> **Study text**:

Lets compute 13 week aggregate sales:

In [55]:
earliest_date = forecast['ds'].min()

# Step 2: Calculate week numbers
forecast['WEEK_NUMBER'] = ((forecast['ds'] - earliest_date).dt.days // 7) % 52
weekly_forecast_data = forecast.groupby('WEEK_NUMBER')['yhat'].sum().reset_index()
In [56]:
# Sort the DataFrame by 'WEEK_NUMBER' if it's not already sorted
weekly_forecast_data = weekly_forecast_data.sort_values(by='WEEK_NUMBER')

# Ensure that there are enough rows to compute the rolling sum
if len(weekly_forecast_data) < 13:
    print("Insufficient data to compute rolling sum.")
else:
    # Initialize an empty list to store the results
    rolling_sales_sum = []

    # Iterate over the DataFrame to calculate the rolling sum for each 13-week interval
    for i in range(len(weekly_forecast_data) - 12):
        # Calculate the sum of UNIT_SALES for the current 13-week interval
        sales_sum = weekly_forecast_data.loc[i:i+12, 'yhat'].sum()
        # Construct the 13-week interval string
        interval = f"{weekly_data.iloc[i]['WEEK_NUMBER']}-{weekly_data.iloc[i+12]['WEEK_NUMBER']}"
        # Append the result to the list
        rolling_sales_sum.append((sales_sum, interval))

    # Create a new DataFrame from the results
    rolling_sales_df = pd.DataFrame(rolling_sales_sum, columns=['SALES_13W_SUM', '13_WEEK_INTERVAL'])

    # Display the DataFrame with the rolling sum and 13-week intervals
# print(rolling_sales_df)
In [57]:
import matplotlib.pyplot as plt

# Assuming rolling_sales_df contains the DataFrame with 'SALES_13W_SUM' and '13_WEEK_INTERVAL' columns

# Extract data for plotting
sales_sum = rolling_sales_df['SALES_13W_SUM']
interval = rolling_sales_df['13_WEEK_INTERVAL']

# Plot the rolling sum
plt.figure(figsize=(18, 6))
plt.plot(interval, sales_sum, marker='o', linestyle='-')
plt.xlabel('13-Week Interval')
plt.ylabel('Sales Sum')
plt.title('Rolling Sum of Sales over 13-Week Intervals')
plt.xticks(rotation=45)  # Rotate x-axis labels for better readability
plt.grid(True)

# Find the index of the maximum value
max_index = sales_sum.idxmax()
max_value = round(sales_sum[max_index])
max_interval = interval[max_index]

# Annotate the peak with a red marker and the corresponding 13-week interval
plt.annotate(f'Max: {max_value} ({max_interval})',
             xy=(max_interval, max_value),
             xytext=(70, 20),
             textcoords='offset points',
             arrowprops=dict(facecolor='red', arrowstyle='->'),
             fontsize=10,
             color='red',
             ha='center')

plt.tight_layout()
plt.show()

> **Task set**:
a: Rewrite everything in the 13-week sales code from "# Assuming rolling_sales_df" down to "plt.ylabel('Sales Sum')", changing "sales_sum" to "total_sales" each time it appears.
b: Answer these questions using the 13-week sales code:
(i) What message is printed when there are fewer than 13 rows of weekly forecast data?
(ii) What figure size is passed to plt.figure?
(iii) What color is the text that marks the maximum value on the plot?
c: Continue the 13-week sales code after its last line.
The data after this point is separate material and has no connection to the 13-week sales code.

> **Extracted material**:
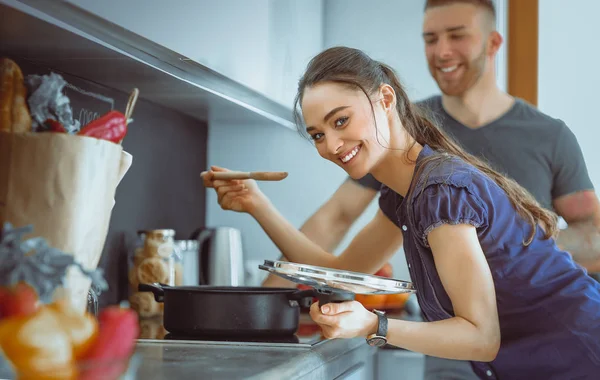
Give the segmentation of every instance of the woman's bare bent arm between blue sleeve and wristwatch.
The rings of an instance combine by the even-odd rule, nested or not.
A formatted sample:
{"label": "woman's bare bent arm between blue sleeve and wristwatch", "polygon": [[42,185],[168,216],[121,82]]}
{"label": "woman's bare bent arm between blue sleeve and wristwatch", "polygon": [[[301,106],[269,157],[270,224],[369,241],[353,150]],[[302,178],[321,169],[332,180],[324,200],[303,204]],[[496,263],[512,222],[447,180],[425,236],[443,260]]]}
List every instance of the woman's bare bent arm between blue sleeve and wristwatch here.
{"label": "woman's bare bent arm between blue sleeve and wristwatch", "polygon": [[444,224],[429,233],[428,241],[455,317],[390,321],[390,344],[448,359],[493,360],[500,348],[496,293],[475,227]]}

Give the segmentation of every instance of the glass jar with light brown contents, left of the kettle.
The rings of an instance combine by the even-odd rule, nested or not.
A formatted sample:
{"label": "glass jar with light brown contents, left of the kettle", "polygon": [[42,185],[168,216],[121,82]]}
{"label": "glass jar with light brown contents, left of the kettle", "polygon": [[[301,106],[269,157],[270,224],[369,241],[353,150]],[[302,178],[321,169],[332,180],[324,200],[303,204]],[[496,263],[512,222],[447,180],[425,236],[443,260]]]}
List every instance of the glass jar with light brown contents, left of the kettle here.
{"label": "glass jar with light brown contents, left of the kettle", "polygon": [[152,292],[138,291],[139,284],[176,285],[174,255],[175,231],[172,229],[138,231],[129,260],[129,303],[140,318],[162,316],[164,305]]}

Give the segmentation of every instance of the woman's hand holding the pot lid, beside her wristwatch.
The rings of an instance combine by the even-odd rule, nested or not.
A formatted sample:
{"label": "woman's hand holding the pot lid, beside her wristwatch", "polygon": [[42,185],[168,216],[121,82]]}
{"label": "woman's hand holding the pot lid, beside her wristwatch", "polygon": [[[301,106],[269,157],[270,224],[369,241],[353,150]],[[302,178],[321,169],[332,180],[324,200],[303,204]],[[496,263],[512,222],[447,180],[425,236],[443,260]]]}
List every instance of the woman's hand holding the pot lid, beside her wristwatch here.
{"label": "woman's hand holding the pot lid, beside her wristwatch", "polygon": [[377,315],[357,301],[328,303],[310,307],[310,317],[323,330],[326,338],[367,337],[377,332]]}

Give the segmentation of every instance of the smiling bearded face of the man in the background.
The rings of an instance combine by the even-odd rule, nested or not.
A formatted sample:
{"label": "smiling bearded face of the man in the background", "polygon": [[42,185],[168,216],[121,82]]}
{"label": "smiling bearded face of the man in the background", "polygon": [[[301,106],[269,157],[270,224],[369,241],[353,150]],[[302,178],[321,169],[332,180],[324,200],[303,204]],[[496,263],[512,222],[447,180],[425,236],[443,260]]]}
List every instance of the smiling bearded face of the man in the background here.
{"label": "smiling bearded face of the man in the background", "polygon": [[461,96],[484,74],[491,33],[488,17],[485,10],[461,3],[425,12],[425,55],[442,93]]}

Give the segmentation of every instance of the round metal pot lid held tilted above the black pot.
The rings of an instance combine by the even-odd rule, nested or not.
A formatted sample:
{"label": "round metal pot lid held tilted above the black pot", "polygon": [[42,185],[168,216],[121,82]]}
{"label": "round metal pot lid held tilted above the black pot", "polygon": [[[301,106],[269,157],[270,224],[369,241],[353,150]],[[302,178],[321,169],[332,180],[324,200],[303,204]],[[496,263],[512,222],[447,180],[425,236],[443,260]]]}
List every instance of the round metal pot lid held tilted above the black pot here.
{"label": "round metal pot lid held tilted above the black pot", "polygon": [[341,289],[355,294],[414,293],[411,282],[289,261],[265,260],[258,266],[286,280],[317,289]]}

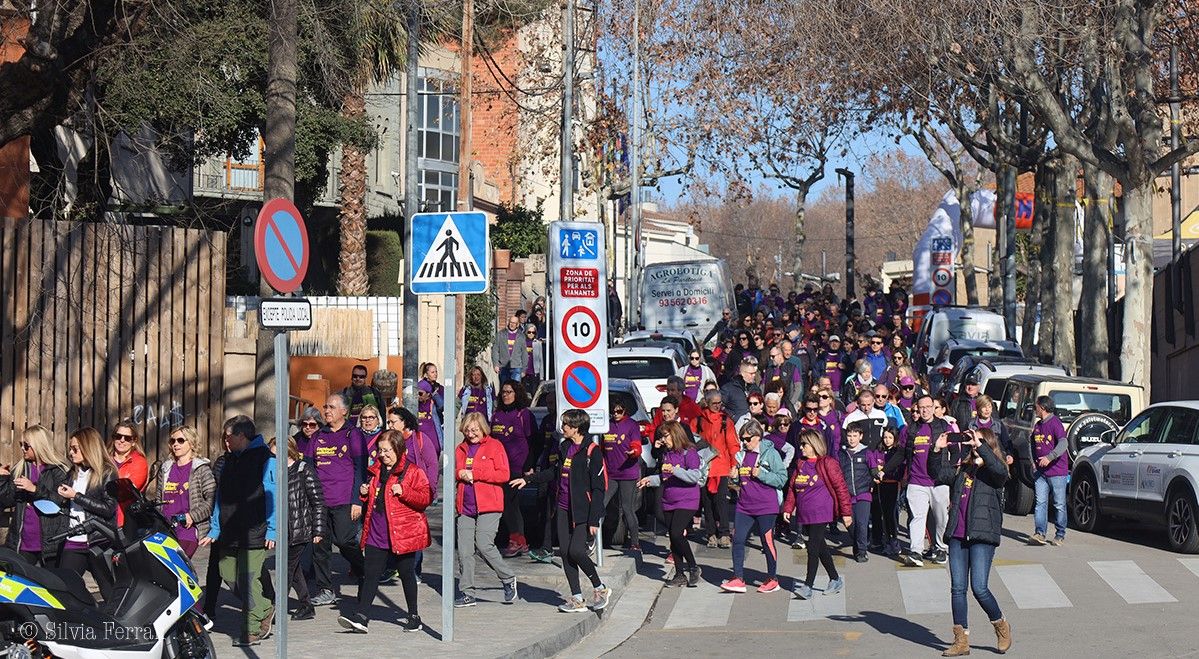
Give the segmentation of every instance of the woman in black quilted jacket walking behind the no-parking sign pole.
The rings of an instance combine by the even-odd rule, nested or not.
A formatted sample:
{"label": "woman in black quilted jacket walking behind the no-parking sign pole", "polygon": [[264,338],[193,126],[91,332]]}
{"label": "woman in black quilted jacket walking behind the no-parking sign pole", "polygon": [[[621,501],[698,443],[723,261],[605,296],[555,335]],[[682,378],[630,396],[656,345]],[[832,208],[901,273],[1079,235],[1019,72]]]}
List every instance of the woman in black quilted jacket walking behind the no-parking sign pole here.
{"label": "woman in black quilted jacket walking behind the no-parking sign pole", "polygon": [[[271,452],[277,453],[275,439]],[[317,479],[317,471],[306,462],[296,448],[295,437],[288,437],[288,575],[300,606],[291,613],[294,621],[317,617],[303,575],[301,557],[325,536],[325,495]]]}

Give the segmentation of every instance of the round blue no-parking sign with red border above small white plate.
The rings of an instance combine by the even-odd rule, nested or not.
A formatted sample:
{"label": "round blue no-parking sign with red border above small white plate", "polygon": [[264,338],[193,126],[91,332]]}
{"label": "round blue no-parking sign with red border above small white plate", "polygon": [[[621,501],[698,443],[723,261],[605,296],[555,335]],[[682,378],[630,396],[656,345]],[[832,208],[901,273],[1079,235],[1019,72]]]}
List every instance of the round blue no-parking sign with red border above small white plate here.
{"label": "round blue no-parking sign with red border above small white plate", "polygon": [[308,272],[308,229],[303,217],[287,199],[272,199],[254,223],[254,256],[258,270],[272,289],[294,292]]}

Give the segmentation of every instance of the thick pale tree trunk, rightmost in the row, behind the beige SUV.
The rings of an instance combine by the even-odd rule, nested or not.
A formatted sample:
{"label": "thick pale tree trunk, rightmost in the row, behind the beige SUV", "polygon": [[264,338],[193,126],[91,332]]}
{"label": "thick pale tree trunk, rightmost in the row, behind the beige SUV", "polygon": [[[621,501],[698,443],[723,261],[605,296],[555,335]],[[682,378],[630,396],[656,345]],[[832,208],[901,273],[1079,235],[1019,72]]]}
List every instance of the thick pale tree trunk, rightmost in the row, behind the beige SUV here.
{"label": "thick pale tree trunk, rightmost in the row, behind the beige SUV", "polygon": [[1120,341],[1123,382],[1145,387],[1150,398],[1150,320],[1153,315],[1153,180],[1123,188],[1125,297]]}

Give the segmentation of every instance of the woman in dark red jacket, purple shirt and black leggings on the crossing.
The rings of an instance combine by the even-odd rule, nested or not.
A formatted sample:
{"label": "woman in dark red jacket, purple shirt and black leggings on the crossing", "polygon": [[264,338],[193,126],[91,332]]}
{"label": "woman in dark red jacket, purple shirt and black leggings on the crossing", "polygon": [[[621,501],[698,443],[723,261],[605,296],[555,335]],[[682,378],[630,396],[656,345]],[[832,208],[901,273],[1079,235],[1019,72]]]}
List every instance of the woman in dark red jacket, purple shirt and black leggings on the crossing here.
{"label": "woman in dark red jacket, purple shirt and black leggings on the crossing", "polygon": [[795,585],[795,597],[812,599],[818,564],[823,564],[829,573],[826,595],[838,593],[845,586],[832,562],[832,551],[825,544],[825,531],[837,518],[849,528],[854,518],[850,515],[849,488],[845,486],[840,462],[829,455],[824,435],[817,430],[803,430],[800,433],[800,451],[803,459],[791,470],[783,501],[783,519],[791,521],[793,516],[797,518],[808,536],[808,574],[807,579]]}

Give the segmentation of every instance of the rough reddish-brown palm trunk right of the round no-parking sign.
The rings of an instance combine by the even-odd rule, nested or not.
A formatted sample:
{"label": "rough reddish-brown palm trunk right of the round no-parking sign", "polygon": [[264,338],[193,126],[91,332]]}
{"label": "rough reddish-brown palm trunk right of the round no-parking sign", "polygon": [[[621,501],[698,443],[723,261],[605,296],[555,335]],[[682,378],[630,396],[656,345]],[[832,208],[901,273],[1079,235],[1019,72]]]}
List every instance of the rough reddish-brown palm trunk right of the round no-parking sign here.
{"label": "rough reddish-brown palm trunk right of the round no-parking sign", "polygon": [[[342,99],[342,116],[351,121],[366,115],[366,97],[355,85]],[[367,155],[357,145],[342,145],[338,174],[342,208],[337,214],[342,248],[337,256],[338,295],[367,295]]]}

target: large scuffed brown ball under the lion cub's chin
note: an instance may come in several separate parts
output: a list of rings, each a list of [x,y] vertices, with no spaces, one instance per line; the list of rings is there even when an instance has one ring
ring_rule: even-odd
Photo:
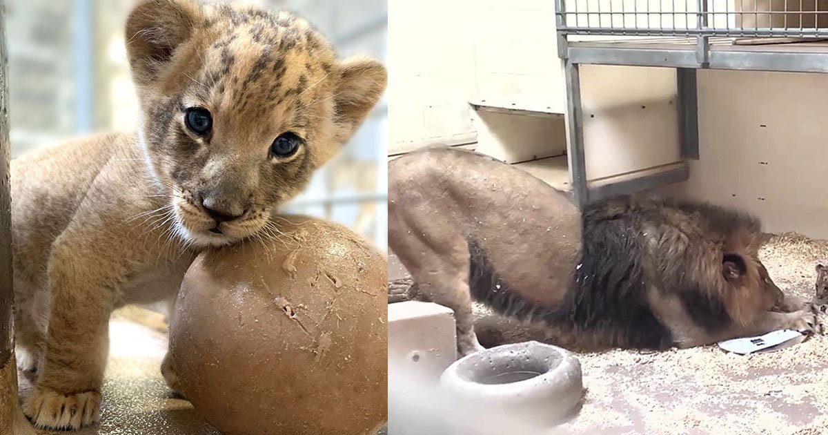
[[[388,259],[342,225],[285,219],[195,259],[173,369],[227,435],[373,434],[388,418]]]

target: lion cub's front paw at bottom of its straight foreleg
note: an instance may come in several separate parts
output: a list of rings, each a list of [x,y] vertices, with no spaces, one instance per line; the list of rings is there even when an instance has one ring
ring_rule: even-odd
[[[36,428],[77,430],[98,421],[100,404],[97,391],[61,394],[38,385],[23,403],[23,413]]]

> **Task-by-task outputs**:
a:
# Assuming rolling_sales_df contains the DataFrame with 'SALES_13W_SUM' and '13_WEEK_INTERVAL' columns

# Extract data for plotting
total_sales = rolling_sales_df['SALES_13W_SUM']
interval = rolling_sales_df['13_WEEK_INTERVAL']

# Plot the rolling sum
plt.figure(figsize=(18, 6))
plt.plot(interval, total_sales, marker='o', linestyle='-')
plt.xlabel('13-Week Interval')
plt.ylabel('Sales Sum')

b:
(i) "Insufficient data to compute rolling sum."
(ii) (18, 6)
(iii) Red

c:
While historic data revealed week 22-34 fetching the highest sales, forecasted data shows that in 2024 week 35-47 period would fetch maximum sales for plum flavor for Swire. We see that the maximum values of 13 week aggregates for both historic and forecast are nearly the same (73k).

PLUM + SWIRE + DIET

In [ ]:
plum_swire_diet = swire_plum[swire_plum['CALORIC_SEGMENT'] == 'DIET/LIGHT']
plum_swire_diet_weekly_sales = plum_swire_diet.groupby('DATE')['UNIT_SALES'].sum().reset_index()
plum_swire_diet_weekly_sales.head(2)
In [ ]:
from prophet import Prophet
from prophet.plot import plot_plotly, plot_components_plotly
import pandas as pd


# Convert DATE column to datetime if not already in datetime format
plum_swire_diet_weekly_sales['DATE'] = pd.to_datetime(plum_swire_diet_weekly_sales['DATE'])

# Sort the data by date
plum_swire_diet_weekly_sales = plum_swire_diet_weekly_sales.sort_values(by='DATE')

plum_swire_diet_model_data = plum_swire_diet_weekly_sales.rename(columns={'DATE': 'ds', 'UNIT_SALES': 'y'})

# Initialize and fit the Prophet model
p_model = Prophet()
p_model.fit(plum_swire_diet_model_data)

# Create future dates for forecasting
future = p_model.make_future_dataframe(periods=52, freq='W')

# Make predictions
forecast = p_model.predict(future)

# Plot the forecast
plot_plotly(p_model, forecast)

image.png

This is interesting, diet sales dipped in 2021 and from then on maintained a side ways to slighly negative trend.

In [127]:
earliest_date = forecast['ds'].min()

# Step 2: Calculate week numbers
forecast['WEEK_NUMBER'] = ((forecast['ds'] - earliest_date).dt.days // 7) % 52
weekly_forecast_data = forecast.groupby('WEEK_NUMBER')['yhat'].sum().reset_index()

# Step 4: Create a time series plot
plt.figure(figsize=(12, 4))
plt.plot(weekly_forecast_data['WEEK_NUMBER'], weekly_forecast_data['yhat'], marker='o', linestyle='-')
plt.xlabel('Week Number')
plt.ylabel('Unit Sales')
plt.title('Weekly Total Unit Sales')
plt.grid(True)
plt.show()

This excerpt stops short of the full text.